Take the line that contains "An example of" in the data below and each line after it, through the last, and repeat them unchanged.
*** Opening Provided data ***
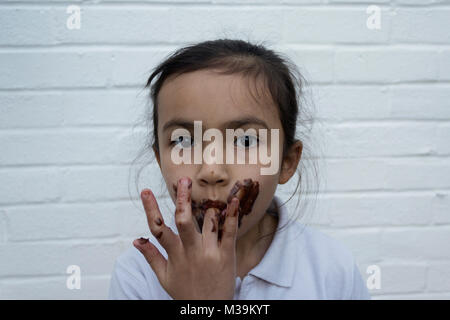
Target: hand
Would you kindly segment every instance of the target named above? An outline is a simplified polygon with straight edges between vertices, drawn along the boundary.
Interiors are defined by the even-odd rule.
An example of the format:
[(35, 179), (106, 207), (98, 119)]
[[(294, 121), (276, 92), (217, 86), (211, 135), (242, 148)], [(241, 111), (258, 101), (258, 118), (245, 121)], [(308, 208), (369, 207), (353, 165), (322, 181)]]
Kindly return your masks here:
[[(182, 183), (184, 181), (184, 183)], [(191, 181), (178, 181), (175, 222), (179, 235), (164, 224), (153, 193), (141, 193), (150, 231), (167, 252), (167, 260), (148, 239), (133, 245), (144, 255), (161, 286), (173, 299), (232, 300), (236, 278), (236, 235), (239, 199), (227, 205), (222, 238), (213, 208), (206, 211), (199, 233), (191, 210)]]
*** Closing Provided data ***
Written answer:
An example of the format:
[(35, 179), (106, 207), (98, 119)]
[[(294, 121), (276, 92), (217, 86), (211, 135), (242, 148)], [(241, 111), (258, 101), (258, 118), (245, 121)], [(308, 208), (369, 207), (353, 165), (322, 181)]]
Kindly return your masks here:
[[(182, 183), (184, 181), (184, 183)], [(191, 181), (178, 181), (175, 222), (179, 235), (164, 224), (153, 193), (141, 193), (150, 231), (167, 252), (167, 260), (148, 239), (133, 245), (144, 255), (161, 286), (173, 299), (232, 300), (236, 278), (236, 235), (239, 199), (227, 205), (222, 238), (213, 208), (206, 211), (199, 233), (191, 210)]]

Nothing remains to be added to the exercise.